■ **Your objective**
Look through the listing for the word "positive". Copy each line that has it.

■ **Task inputs**
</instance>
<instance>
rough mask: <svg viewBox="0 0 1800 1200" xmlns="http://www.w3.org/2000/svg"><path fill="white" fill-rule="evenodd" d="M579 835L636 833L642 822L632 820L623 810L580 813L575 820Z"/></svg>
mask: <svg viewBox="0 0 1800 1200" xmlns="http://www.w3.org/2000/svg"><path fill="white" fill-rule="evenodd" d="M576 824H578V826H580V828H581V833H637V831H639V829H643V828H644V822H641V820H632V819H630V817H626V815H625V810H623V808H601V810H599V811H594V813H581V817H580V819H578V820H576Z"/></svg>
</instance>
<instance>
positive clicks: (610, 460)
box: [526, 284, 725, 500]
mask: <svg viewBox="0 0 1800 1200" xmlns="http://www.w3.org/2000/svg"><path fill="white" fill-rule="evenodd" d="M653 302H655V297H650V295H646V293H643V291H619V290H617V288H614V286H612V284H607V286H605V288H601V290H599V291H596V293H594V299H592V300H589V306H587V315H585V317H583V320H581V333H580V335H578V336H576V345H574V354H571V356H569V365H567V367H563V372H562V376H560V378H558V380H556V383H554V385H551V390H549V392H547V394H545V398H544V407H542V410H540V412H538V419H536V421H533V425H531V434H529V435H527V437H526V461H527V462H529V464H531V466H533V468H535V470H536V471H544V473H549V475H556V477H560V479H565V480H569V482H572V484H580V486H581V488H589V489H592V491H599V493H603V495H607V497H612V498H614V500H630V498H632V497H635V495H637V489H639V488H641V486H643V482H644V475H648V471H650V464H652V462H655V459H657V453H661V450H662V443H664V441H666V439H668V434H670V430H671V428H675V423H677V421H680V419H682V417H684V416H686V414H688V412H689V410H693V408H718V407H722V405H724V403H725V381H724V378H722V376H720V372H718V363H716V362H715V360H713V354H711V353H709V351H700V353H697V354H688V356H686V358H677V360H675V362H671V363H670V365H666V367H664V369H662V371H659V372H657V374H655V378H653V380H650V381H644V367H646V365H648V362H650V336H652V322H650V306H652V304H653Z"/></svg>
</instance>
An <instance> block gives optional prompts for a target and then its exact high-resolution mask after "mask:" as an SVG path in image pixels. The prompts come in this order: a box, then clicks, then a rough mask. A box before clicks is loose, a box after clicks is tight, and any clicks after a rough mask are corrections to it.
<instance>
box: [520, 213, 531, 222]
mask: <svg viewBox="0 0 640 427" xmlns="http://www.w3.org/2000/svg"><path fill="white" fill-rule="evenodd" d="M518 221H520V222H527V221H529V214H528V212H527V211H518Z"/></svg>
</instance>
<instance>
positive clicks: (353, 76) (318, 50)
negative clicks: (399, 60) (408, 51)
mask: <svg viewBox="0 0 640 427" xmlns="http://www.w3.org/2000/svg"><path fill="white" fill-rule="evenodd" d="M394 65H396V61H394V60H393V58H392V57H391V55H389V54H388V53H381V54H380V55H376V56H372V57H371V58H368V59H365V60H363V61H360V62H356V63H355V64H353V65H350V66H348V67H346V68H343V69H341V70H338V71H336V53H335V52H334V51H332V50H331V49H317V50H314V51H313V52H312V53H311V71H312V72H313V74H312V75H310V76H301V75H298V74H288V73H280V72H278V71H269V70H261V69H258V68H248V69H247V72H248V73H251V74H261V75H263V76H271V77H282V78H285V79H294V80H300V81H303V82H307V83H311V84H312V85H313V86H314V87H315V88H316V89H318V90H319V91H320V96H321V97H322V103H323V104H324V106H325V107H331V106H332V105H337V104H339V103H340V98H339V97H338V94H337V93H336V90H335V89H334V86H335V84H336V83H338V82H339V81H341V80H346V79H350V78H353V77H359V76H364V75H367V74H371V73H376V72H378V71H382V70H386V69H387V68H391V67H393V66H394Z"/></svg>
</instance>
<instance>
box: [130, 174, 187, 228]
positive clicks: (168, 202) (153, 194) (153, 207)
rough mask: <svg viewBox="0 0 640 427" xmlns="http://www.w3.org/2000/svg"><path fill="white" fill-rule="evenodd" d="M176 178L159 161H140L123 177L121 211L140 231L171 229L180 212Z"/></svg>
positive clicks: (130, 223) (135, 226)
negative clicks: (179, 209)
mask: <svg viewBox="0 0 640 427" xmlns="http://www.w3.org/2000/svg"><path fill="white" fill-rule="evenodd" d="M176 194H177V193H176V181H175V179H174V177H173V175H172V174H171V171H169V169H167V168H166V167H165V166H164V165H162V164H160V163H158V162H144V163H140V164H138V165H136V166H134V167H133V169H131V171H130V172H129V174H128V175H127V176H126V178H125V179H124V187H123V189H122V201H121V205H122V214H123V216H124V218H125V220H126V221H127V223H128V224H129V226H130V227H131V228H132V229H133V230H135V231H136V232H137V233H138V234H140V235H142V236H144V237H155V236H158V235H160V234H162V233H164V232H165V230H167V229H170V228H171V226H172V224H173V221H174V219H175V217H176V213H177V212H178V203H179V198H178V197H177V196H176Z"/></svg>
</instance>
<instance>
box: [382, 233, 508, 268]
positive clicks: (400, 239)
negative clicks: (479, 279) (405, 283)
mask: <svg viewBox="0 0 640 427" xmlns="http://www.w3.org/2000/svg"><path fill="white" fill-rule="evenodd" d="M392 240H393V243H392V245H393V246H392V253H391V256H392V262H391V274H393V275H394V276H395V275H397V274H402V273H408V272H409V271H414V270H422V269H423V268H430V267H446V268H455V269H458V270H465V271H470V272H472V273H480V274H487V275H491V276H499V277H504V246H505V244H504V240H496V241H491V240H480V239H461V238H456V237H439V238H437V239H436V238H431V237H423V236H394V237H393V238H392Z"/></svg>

■ **Reply**
positive clicks: (610, 460)
positive clicks: (353, 76) (318, 50)
positive clicks: (168, 202) (153, 194) (153, 207)
positive clicks: (130, 223) (135, 226)
positive clicks: (400, 239)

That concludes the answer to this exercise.